BEGIN
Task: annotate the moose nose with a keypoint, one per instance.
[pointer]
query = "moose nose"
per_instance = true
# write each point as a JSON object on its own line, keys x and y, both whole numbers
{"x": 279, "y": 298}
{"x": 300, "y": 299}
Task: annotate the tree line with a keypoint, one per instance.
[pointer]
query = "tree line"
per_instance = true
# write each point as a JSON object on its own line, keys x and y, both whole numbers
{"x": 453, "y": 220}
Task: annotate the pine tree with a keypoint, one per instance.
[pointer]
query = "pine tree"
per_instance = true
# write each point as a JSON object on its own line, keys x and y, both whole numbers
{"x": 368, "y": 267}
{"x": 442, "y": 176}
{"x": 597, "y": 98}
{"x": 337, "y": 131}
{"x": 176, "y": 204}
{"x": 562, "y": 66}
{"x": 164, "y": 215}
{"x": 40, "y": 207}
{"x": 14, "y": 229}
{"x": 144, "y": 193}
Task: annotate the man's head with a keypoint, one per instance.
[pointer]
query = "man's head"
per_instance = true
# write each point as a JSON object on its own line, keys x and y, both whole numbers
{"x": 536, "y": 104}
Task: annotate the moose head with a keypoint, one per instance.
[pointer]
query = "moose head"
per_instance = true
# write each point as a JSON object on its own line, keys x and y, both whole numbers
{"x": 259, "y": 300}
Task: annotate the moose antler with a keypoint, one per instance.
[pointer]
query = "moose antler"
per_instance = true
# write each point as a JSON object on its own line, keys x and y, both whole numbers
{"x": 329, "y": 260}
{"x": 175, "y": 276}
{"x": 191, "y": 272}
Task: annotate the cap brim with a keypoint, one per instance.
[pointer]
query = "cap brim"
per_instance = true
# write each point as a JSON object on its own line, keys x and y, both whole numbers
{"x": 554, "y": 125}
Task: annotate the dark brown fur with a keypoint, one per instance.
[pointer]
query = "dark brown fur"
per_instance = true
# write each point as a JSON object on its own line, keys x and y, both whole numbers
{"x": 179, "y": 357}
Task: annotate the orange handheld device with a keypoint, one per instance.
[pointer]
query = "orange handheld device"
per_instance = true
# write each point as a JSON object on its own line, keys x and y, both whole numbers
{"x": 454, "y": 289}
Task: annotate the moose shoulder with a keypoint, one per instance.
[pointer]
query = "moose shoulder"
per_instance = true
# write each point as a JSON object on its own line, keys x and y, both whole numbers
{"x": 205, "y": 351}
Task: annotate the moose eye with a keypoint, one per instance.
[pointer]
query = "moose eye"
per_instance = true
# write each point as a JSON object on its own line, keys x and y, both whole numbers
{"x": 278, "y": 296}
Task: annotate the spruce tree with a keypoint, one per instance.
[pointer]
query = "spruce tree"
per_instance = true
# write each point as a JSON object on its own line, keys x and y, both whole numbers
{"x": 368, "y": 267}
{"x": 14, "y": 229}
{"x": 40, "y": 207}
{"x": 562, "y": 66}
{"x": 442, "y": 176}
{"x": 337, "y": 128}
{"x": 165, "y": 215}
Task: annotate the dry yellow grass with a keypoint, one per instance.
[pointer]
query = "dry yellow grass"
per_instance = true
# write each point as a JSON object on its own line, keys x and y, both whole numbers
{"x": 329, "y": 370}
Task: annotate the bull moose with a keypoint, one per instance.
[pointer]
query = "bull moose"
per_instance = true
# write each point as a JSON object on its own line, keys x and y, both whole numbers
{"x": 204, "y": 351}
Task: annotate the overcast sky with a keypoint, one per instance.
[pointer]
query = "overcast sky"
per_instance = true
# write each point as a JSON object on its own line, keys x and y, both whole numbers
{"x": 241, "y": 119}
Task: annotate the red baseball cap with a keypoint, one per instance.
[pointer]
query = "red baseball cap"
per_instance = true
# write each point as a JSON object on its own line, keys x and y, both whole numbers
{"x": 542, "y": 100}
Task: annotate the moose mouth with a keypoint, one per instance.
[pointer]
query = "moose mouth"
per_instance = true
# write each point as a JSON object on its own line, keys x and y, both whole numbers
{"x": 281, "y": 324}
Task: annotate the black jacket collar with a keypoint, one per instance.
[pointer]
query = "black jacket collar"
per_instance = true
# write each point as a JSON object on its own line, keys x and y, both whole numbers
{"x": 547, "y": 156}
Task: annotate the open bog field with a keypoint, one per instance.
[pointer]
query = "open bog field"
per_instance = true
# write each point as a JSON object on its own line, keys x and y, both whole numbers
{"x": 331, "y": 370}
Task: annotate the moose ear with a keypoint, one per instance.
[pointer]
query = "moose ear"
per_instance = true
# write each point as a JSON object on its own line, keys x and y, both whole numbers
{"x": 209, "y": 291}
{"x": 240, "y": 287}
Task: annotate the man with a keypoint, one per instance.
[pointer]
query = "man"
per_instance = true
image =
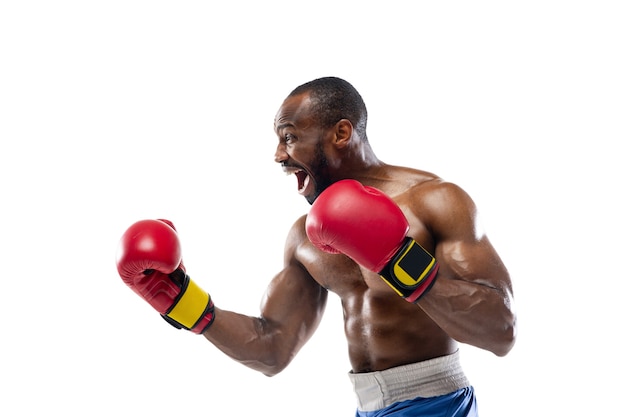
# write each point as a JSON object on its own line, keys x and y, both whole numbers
{"x": 401, "y": 247}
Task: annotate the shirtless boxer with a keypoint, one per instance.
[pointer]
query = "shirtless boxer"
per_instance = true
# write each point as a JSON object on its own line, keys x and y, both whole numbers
{"x": 402, "y": 248}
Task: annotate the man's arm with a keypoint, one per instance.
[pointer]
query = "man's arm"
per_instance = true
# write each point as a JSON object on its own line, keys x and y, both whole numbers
{"x": 291, "y": 311}
{"x": 472, "y": 299}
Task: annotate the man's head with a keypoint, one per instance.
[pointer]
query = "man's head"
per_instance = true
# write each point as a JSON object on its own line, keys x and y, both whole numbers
{"x": 316, "y": 125}
{"x": 333, "y": 99}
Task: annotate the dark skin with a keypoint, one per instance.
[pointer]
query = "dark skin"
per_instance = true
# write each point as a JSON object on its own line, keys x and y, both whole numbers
{"x": 471, "y": 301}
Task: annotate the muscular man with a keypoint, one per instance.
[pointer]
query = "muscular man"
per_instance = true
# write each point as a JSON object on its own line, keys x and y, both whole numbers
{"x": 402, "y": 248}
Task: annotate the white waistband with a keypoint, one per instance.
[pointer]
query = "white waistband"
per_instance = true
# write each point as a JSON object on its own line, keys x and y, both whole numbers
{"x": 431, "y": 378}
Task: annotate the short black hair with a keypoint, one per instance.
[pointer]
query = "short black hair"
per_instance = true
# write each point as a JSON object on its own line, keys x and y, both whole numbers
{"x": 335, "y": 99}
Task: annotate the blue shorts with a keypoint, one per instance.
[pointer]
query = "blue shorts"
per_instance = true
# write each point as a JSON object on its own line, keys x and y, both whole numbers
{"x": 461, "y": 403}
{"x": 433, "y": 388}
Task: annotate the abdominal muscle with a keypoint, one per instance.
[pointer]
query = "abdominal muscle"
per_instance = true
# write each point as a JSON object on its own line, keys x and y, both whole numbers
{"x": 383, "y": 331}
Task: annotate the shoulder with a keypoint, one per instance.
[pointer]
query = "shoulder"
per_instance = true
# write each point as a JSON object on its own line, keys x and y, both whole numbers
{"x": 446, "y": 208}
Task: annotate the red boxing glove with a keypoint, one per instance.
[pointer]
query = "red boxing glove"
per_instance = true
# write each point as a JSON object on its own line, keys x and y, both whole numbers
{"x": 149, "y": 261}
{"x": 368, "y": 226}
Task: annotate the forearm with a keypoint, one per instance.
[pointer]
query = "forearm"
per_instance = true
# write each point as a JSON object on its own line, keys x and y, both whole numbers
{"x": 250, "y": 341}
{"x": 472, "y": 313}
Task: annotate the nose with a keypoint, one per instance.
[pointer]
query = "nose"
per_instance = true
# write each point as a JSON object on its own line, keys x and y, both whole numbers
{"x": 281, "y": 154}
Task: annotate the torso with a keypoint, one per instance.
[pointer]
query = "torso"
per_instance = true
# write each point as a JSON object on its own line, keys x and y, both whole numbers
{"x": 382, "y": 329}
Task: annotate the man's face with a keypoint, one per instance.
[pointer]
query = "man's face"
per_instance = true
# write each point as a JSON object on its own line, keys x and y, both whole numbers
{"x": 300, "y": 148}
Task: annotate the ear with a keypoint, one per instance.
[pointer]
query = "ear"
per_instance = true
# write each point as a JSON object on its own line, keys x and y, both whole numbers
{"x": 343, "y": 133}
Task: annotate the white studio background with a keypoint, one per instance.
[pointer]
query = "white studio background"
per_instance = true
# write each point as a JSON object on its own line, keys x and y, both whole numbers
{"x": 111, "y": 112}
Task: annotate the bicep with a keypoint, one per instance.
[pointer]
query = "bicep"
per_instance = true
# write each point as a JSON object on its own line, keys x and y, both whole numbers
{"x": 294, "y": 302}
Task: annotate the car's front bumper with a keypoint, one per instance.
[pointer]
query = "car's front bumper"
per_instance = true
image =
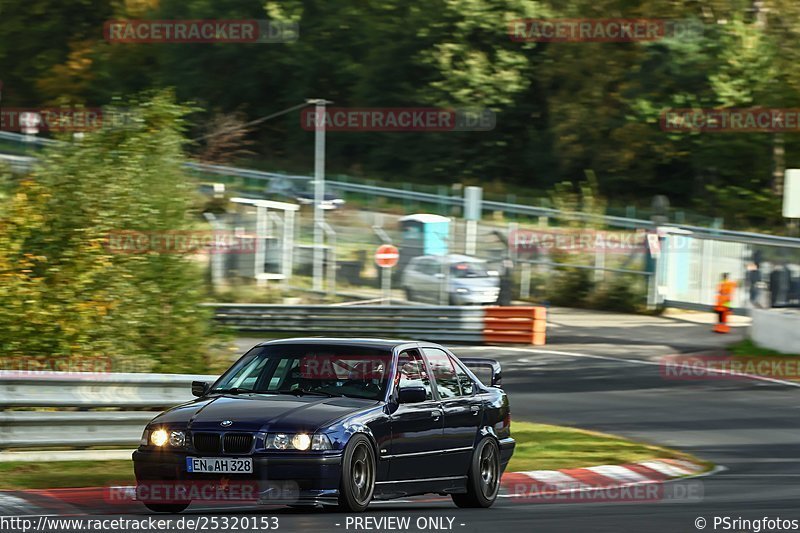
END
== PROBLEM TO WORK ON ==
Scan the listing for "spruce" and copy out each line that has it.

== THE ANSWER ==
Task: annotate the spruce tree with a keypoint, one per instance.
query = "spruce tree"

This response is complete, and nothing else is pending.